■ Фрагмент текста
────────────────────────────────────────
Во время доверительной беседы с Черчиллем Марго сказала, что, по мнению Асквита, неумеренные речи Ллойд-Джорджа обошлись им, по меньшей мере, в тридцать голосов. Избиратели дали хороший урок, отсутствие у членов парламента «сдержанности и выдержки» обошлось им потерей большинства голосов. Марго поздравила Уинстона с тем, как ответственно он провел выборную кампанию, и советовала и далее придерживаться такой же линии. «Почему бы не начать с чистого листа и добиться того, чтобы тебя все любили и уважали? — спрашивала она своим требовательным тоном. — Ты считаешь, что это глупо. А разве не глупее разговаривать с журналистами и объединяться с Ллойд-Джорджем?»
Уинстон не пытался оправдать своего коллегу. Он понимал — нынешняя расстановка сил в парламенте усложнит продвижение новых законов. Либералы утратили возможность сделать то, на что он потратил два последних года. Он мог оставаться по-прежнему министром торговли и продолжать двигаться в том же направлении, но ему нравились те дела, где он мог ожидать быстрых результатов, а теперь на это было мало надежды. Все начинания будут срываться. А еще следовало позаботиться о том, чтобы подняться на ступеньку выше в кабинете министров и встать на один уровень с Ллойд-Джорджем.
Премьер-министр согласился, что Уинстон заслужил продвижение по службе, и предложил ему «одно из наиболее щекотливых и трудных мест — в министерстве по делам Ирландии». Но Черчилля предложение заниматься «щекотливым» делом не вдохновило. Оно сулило много сложностей, из-за новых требований ирландских националистов. Поскольку он был своим человеком в семье Асквитов, Уинстон решил отказаться от ирландского отделения и высказать свое пожелание. Две сферы деятельности представлялись ему достаточно престижными, то есть такими, которых, как ему представлялось, он заслуживал. 5 февраля он написал премьер-министру, что «был бы рад занять руководящий пост в адмиралтействе (учитывая, что место стало вакантным) или в министерстве внутренних дел. «Хотелось бы сказать, с Вашего разрешения, — что министры должны занимать такие позиции в правительстве, которые бы соответствовали их влиянию в стране».
Другими словами, он заслужил (что можно было видеть по результатам работы последнего года) встать на один уровень со своими коллегами и хотел, чтобы его должность была соответствующей. Асквит не счел нужным возражать. Через несколько дней появилось сообщение, что Черчилль назначен новым министром внутренних дел. Это продвижение сразу вывело его в первые ряды членов кабинета, а также заметно улучшило его собственное финансовое положение. Его зарплата сразу выросла почти в два раза по сравнению с зарплатой министра торговли. Теперь он получал 5 000 фунтов.
В круг его обязанностей входило наблюдение за работой судов, полиции и тюрем. В день его выхода на службу Уинстон получил приглашение на ужин. Он пришел и сел, настолько погруженный в себя и свои мысли, что с ним случалось довольно часто, что почти не произнес ни слова во время еды. А потом неожиданно повернулся к сидевшей рядом с ним Джин Хэмилтон — привлекательной пожилой леди — и проговорил, как если бы продолжал думать вслух: «В конце концов, мы делаем слишком много смерти». Джин — жена генерала Йэна Хэмилтона, друга Черчилля, достаточно хорошо знала, насколько мало его заботят обычные вежливые обмены любезностями, и что он способен отпускать замечания по совершенно непонятным для других поводам. Поэтому она просто вежливо уточнила: «Да, думаю, вы правы, но почему вы заговорили об этом сейчас?»
────────────────────────────────────────
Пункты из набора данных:

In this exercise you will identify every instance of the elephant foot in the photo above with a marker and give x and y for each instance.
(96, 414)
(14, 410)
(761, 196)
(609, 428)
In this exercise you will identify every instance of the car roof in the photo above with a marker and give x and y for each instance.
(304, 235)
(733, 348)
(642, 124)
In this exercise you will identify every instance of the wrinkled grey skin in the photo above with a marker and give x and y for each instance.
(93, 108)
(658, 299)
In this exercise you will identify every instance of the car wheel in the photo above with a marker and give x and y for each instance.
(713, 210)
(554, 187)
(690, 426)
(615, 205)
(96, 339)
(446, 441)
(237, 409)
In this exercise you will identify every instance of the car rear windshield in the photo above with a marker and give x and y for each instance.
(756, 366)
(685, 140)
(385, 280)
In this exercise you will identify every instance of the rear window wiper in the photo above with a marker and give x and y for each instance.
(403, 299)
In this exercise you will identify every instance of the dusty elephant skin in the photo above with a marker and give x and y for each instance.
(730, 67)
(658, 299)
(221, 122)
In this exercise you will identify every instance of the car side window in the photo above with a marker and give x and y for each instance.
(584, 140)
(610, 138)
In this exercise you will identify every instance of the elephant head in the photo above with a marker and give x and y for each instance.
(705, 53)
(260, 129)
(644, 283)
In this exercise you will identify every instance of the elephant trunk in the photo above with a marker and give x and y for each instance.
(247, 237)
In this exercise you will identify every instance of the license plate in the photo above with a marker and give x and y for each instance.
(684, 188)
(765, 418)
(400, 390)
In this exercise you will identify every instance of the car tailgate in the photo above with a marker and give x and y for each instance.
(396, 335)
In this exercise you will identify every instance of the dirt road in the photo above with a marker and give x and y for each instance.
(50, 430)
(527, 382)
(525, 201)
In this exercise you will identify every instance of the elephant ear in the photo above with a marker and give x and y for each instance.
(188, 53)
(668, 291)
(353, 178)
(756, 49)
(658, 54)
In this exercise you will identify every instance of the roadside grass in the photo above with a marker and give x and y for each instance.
────────────────────────────────────────
■ Формулировка задания
Ответьте по отрывку о Черчилле на следующие вопросы:
1. Во сколько голосов, по мнению Асквита, обошлись неумеренные речи Ллойд-Джорджа?
2. Какое место премьер-министр предложил Черчиллю при продвижении по службе?
3. Какую сумму стал получать Черчилль после назначения министром внутренних дел?

■ Решение задачи
1. По меньшей мере в тридцать голосов.
2. Место в министерстве по делам Ирландии.
3. 5 000 фунтов.